Short exercise 1 —
According to the passage about the New Orleans documentary shoot, which camera did the crew use?
Short exercise 2 —
Pull out every line of the listing that contains the word "rock".

First off, with my documentary, there’s no actual shot list. That’s okay. I once crumpled one of those up in Australia before we started shooting The Presets, much to the dismay of producer Tash Tan… but it all turned out okay, if you’re asking me. With a documentary, you may have some ideas scribbled down or stored in your mind, but you’re mostly finding a way to put yourself inside the action you’re trying to capture. You’re waiting for surprises. A shot list could only lead to disappointment.
The crew is tiny, flexible, mobile and in this case consisted of two of my IRL friends: cinematographer Isaac Bauman and producer Chris Black. Our sound guy smiled a lot and had clearly done a lot of shrooms. Mostly, everything was set up for a comfortable environment—getting intimate with our subjects wasn’t difficult because we were close as a group. Eventually, we were just the homies, even though on the surface there was a Persian kid and a bald Jewish guy with a red beard running around inside of clubs in the lower 9th ward with professional camera equipment, but I digress. We were the homies.
And as the homies, it was our duty to loosen up. In the last two months I shot two projects in New Orleans—one a music video involving a major label, and the other this documentary. To save you from a litany of dissimilarities, I’ll point out a major one: we shot this thing at various levels of sobriety…
We were just out there living our lives, integrated into the BOUNCE scene, seeing everything through a digital camera. That’s an important distinction. The camera was digital (c300… with some vintage glass for the haters out there). We had plenty of card space. We’d shoot from morning ‘til 2:00 or 3:00am if we had to. Because we were in New Orleans, with their lax drinking laws (‘drive-thru’ daiquiri shops, people drinking from bottles on the streets), often times we’d enter the New Orleans night with their generous version of a bourbon double in our hands. We’d already been shooting for eight hours and as the parties started, we’d join up. I’m not condoning drinking and shooting, or smoking marijuana and shooting (which we tried once for 1am b-roll—end result paranoia) but I will say we got some damn good footage, dancing with the warmth of liquor in our stomachs. And Isaac Bauman is so skilled that most of it was in focus.

Exercise input —
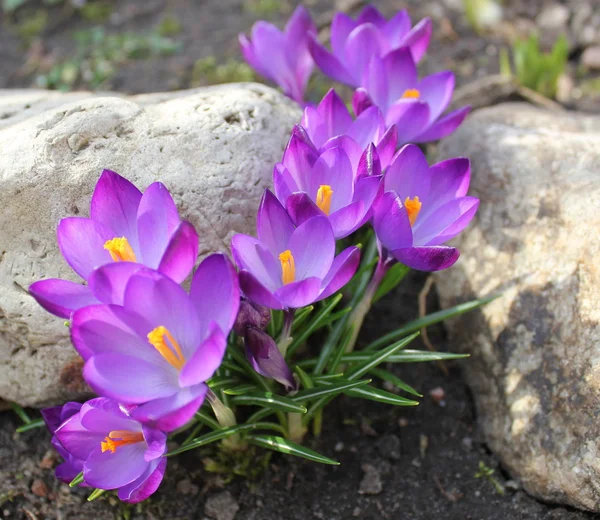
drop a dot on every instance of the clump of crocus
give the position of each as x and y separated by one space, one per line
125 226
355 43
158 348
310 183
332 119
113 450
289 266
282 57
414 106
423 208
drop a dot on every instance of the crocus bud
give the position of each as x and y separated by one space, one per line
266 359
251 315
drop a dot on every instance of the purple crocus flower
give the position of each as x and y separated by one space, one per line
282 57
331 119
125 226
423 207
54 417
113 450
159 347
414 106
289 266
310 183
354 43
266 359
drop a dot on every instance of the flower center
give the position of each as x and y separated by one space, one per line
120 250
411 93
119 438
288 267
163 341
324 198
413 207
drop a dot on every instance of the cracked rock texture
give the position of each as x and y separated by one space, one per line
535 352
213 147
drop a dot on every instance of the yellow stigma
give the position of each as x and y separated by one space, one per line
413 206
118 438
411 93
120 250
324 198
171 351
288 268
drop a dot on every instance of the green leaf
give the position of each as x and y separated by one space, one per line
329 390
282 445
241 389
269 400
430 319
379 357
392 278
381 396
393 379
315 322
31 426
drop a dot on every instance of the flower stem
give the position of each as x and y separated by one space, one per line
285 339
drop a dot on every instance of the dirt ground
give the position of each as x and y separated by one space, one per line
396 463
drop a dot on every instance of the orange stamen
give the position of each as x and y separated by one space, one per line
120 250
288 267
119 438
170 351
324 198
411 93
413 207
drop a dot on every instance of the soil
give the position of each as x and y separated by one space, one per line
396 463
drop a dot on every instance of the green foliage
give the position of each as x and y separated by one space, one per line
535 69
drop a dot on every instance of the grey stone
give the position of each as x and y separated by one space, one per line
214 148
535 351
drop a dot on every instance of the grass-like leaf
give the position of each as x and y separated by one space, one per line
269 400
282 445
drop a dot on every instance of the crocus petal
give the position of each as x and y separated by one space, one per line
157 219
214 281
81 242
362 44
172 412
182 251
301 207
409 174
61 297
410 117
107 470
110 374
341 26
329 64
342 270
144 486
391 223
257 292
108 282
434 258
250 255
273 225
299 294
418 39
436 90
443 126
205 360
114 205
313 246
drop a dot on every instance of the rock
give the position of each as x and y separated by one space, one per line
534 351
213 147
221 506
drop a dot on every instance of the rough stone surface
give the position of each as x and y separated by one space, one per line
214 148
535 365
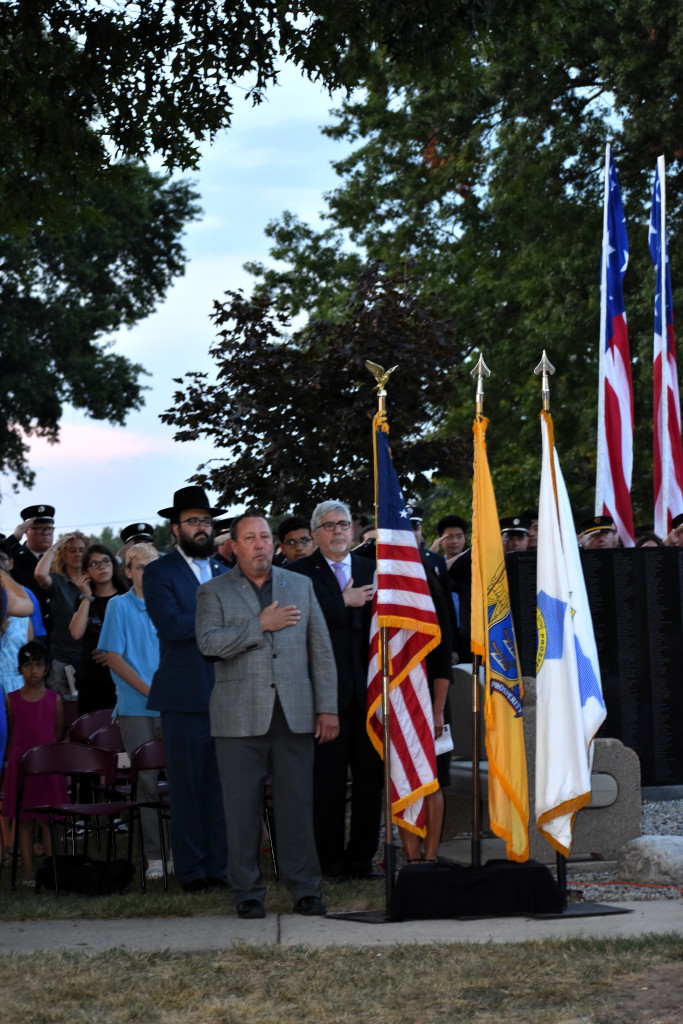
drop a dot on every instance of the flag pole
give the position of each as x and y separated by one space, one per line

Exercise result 1 —
A digital c300, fitted with some vintage glass.

Exercise result 2 —
drop a dot on every instance of the cracked rock texture
drop a dot on every instance of the rock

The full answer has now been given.